=== Begin Enclosure ===

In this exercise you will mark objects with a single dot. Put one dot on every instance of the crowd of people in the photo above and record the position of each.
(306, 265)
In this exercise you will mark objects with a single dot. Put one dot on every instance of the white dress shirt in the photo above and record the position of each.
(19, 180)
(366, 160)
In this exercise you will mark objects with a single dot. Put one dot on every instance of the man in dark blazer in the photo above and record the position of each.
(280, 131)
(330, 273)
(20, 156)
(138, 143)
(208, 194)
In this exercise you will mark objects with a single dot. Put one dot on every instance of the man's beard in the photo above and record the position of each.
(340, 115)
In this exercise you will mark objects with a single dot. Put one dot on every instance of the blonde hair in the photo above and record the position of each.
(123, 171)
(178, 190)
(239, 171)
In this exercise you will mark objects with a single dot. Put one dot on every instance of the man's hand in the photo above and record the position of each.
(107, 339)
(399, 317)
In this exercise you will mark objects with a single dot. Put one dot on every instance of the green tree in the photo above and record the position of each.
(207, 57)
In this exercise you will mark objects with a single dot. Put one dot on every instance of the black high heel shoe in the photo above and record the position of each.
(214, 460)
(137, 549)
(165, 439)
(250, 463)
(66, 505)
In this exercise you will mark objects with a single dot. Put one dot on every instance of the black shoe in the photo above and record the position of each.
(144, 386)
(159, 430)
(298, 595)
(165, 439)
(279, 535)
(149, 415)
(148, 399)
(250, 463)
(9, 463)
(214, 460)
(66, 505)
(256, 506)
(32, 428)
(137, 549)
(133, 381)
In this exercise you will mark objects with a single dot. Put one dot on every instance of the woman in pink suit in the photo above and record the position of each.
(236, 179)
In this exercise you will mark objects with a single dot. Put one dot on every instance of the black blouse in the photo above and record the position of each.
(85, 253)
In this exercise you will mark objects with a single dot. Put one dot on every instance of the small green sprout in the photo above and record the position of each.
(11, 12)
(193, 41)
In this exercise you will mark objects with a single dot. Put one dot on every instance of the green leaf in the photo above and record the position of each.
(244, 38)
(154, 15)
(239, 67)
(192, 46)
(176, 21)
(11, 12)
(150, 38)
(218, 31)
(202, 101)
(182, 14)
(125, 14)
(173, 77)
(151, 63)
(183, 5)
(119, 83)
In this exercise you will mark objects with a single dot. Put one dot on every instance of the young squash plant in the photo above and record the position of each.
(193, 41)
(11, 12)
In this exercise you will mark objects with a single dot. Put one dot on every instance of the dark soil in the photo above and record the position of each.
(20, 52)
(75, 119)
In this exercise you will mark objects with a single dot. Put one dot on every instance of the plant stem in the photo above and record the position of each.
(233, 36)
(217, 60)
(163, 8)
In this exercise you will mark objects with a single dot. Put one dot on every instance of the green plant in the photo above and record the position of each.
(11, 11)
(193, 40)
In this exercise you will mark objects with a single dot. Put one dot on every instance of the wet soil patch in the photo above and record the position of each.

=== End Enclosure ===

TASK DIRECTIONS
Could you return all of the data exactly as written?

ANSWER SPACE
In this exercise you will mark objects with a single dot. Put one dot on every instance of the crowd of people in the photo above and record the position of each.
(306, 265)
In this exercise you will mark objects with a single dot. Put one dot on every instance of the white dress shirt in the photo above and record the position of each.
(19, 180)
(366, 160)
In this exercise you will mark objects with a single dot. Put one dot on every instance of the man in dark blazer in the photo above and record the position of each.
(280, 131)
(330, 273)
(20, 156)
(138, 143)
(208, 194)
In this exercise you will mark objects with a single dot. Put one dot on every instance of the man's beard in the photo above and record the position of each.
(340, 115)
In this exercise you will mark objects with a single dot. Put one dot on every instance of the blonde hair in the photo above and record the position of each.
(123, 171)
(178, 190)
(239, 171)
In this exercise you will mark objects with a single dot. Put one dot on every instance of the man's hand in the photo above and record the position of each.
(107, 339)
(399, 317)
In this exercise you will mark objects with a single dot. Put one dot on every instance of the green tree in the photo above and record the position of each.
(207, 57)
In this exercise you will mark objects with a single dot. Put one dot on every instance of the black high heel shoe in the photo above and record the position of each.
(214, 460)
(137, 549)
(165, 439)
(250, 463)
(66, 505)
In this exercise you will mark objects with a single dot. Put one dot on every instance of the black shoe in the photo above and record the position of each.
(144, 386)
(159, 430)
(298, 595)
(165, 439)
(279, 535)
(149, 415)
(148, 399)
(250, 463)
(9, 463)
(214, 460)
(66, 505)
(256, 506)
(32, 428)
(137, 549)
(133, 381)
In this exercise you will mark objects with a single dot. Put one dot on every instance of the woman in pink suit in the photo above and record the position of each.
(236, 179)
In this exercise you will mark objects with a single dot. Put one dot on every instance of the black blouse in the photo above and record the position of each.
(85, 253)
In this exercise you will mark objects with a single dot. Put one dot on every instance of the small green sprout in the photo above and record the position of each.
(11, 12)
(193, 41)
In this exercise you will mark objects with a single dot. Put one dot on every instance of the green leaf in the photo above and record the position of each.
(244, 38)
(154, 15)
(239, 67)
(192, 46)
(176, 21)
(11, 12)
(150, 38)
(218, 31)
(202, 101)
(182, 14)
(125, 14)
(173, 77)
(151, 63)
(183, 5)
(119, 83)
In this exercise you will mark objects with a single dot. Put one dot on every instance of the young squash plant in the photo above and record the position of each.
(193, 41)
(11, 12)
In this exercise you will mark objects with a single dot. Put one dot on every instance of the dark soil in the photo above and record the position of each.
(20, 52)
(75, 119)
In this exercise you will mark objects with a single dot. Put one dot on every instance of the plant stem in the photo above and record the position of each.
(233, 36)
(217, 60)
(163, 8)
In this exercise you will mark objects with a single dot. Put one dot on every instance of the green plant in the photo above and record the position of each.
(11, 11)
(193, 40)
In this exercise you will mark objects with a single dot. Put one dot on every instance of the wet soil patch in the photo above and record the position of each.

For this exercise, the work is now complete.